Trials / Completed
CompletedNCT02020525
Blood Transfusions and Immune Response
The Impact of Lowering Transfusion Trigger on Patient Immune Response During Major Abdominal Surgery
- Status
- Completed
- Phase
- N/A
- Study type
- Interventional
- Enrollment
- 58 (actual)
- Sponsor
- Aretaieion University Hospital · Academic / Other
- Sex
- All
- Age
- 18 Years – 80 Years
- Healthy volunteers
- Not accepted
Summary
* We have previously reported the results of the primary and secondary outcomes of a randomized study aiming to investigate the impact of a restrictive transfusion protocol on the magnitude of reduction in blood transfusion in a typically mixed general surgery population subjected to major abdominal surgery. * The main finding of that study was a reduction in red blood cell usage with the implementation of a restrictive transfusion regimen. This was achieved without adversely affecting clinical outcome in the population studied. * The aim of this secondary analysis performed on a subgroup of 20 patients from the original study was to determine whether there are any differences in the postoperative immunologic response, as expressed by the production of inflammatory mediators, between a restrictive approach to red cell transfusion and a more liberal strategy.

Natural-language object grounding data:
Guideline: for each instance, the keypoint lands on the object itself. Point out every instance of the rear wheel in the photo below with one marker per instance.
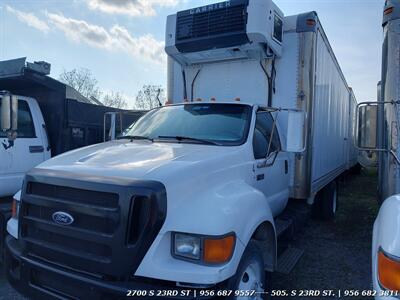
(326, 202)
(250, 275)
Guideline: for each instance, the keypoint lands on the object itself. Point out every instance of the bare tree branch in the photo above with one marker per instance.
(147, 97)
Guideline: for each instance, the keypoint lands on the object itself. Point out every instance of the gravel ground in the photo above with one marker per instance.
(337, 253)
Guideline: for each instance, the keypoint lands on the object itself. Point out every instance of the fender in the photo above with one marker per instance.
(234, 207)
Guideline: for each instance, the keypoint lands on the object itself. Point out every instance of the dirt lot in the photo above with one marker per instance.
(337, 254)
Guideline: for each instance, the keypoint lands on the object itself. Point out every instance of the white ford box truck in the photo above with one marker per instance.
(188, 203)
(40, 118)
(378, 131)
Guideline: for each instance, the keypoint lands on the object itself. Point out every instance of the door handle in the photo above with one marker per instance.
(36, 149)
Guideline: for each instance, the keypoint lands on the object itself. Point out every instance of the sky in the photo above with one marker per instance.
(122, 41)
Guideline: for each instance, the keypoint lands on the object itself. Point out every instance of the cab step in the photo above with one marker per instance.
(288, 260)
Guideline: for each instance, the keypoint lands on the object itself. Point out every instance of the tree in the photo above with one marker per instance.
(114, 99)
(83, 81)
(150, 96)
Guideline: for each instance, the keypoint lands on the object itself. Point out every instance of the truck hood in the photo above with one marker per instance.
(137, 159)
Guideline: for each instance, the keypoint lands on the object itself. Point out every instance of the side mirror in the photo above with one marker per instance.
(296, 132)
(367, 118)
(9, 113)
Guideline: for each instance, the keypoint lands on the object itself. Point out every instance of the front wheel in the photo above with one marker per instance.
(250, 275)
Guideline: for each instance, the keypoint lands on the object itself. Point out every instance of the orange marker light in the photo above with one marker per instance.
(388, 272)
(388, 11)
(217, 251)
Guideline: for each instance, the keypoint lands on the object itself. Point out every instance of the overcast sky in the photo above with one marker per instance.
(121, 41)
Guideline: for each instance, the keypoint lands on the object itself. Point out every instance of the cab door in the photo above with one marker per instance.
(271, 170)
(27, 150)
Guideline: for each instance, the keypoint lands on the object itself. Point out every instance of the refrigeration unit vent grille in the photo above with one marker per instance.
(210, 29)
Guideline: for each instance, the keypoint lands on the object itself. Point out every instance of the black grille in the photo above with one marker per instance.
(214, 28)
(107, 236)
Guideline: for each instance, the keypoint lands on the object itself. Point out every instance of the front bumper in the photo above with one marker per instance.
(41, 280)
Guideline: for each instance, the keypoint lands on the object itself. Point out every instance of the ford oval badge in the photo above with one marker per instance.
(62, 218)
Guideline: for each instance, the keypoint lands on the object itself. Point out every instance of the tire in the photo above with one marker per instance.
(250, 274)
(326, 202)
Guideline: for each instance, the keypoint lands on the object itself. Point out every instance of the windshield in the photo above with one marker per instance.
(221, 124)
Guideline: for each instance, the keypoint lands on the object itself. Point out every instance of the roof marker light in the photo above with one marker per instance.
(310, 22)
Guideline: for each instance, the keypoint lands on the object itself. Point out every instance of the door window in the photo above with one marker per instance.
(262, 136)
(26, 128)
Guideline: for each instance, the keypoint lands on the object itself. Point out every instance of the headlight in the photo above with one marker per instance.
(388, 271)
(203, 249)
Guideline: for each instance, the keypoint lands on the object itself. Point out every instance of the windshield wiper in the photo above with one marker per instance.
(187, 138)
(134, 137)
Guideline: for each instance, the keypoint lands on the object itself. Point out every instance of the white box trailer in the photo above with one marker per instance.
(296, 69)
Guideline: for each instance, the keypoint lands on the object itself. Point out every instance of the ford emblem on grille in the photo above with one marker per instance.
(62, 218)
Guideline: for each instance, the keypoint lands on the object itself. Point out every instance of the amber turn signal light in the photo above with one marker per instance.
(218, 250)
(388, 272)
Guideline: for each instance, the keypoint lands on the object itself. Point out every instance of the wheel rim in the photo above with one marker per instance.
(251, 280)
(334, 208)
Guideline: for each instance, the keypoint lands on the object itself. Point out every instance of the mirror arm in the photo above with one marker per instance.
(265, 163)
(395, 156)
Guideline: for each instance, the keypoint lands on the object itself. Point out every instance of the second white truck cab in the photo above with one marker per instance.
(190, 198)
(21, 154)
(40, 118)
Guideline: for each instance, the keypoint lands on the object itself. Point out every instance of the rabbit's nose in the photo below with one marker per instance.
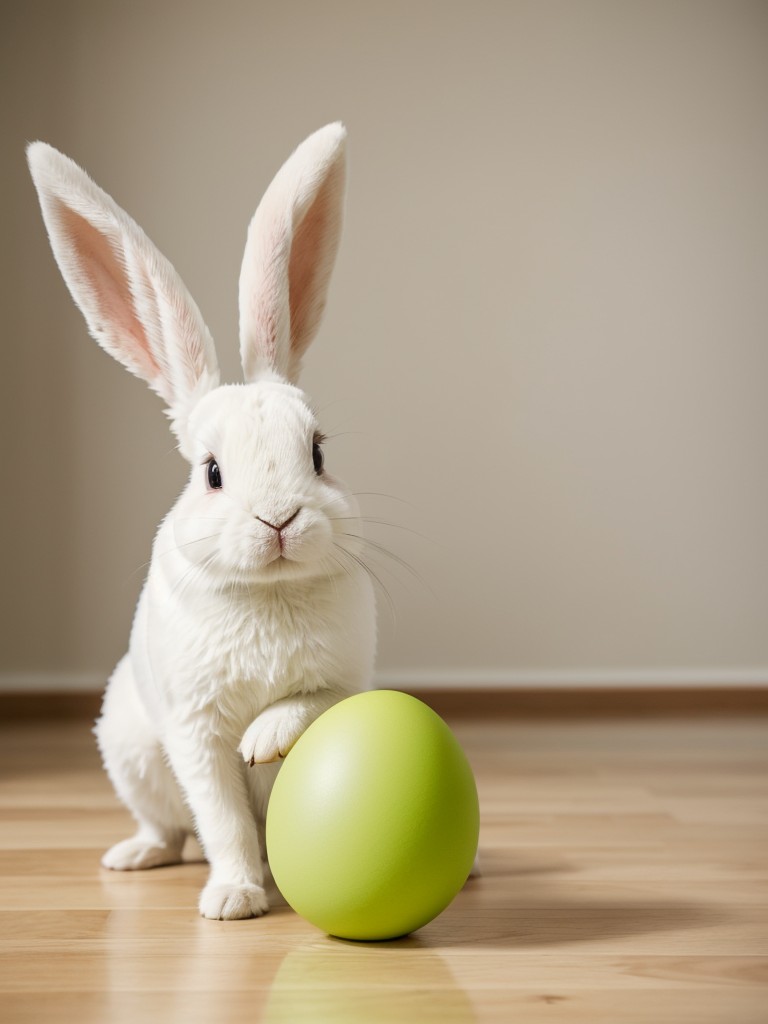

**Tasks**
(A) In the transfusion trial listing, how many patients made up the subgroup used for the secondary analysis?
(B) Extend the transfusion trial listing from the point where it stops.

**Answers for the tasks**
(A) 20 patients

(B)
Conditions
Interventions
| Type | Name | Description |
|---|---|---|
| PROCEDURE | restrictive transfusion strategy | Patients allocated to the restrictive transfusion strategy were transfused only when their hemoglobin concentration decreased below 7.7 g d dL-1 and were then maintained at hemoglobin concentrations between 7.7 and 9.9 g d dL-1. |
| PROCEDURE | liberal transfusion strategy | Patients assigned to the liberal strategy were transfused when their hemoglobin concentration fell below 9.9 g dL-1, aiming at maintaining hemoglobin at or above 10 g dL-1. |
Timeline
- Start date
- 2004-12-01
- Primary completion
- 2007-05-01
- Completion
- 2007-05-01
- First posted
- 2013-12-25
- Last updated
- 2019-02-15
Locations
1 site across 1 country: Greece
Source: ClinicalTrials.gov record NCT02020525. Inclusion in this directory is not an endorsement.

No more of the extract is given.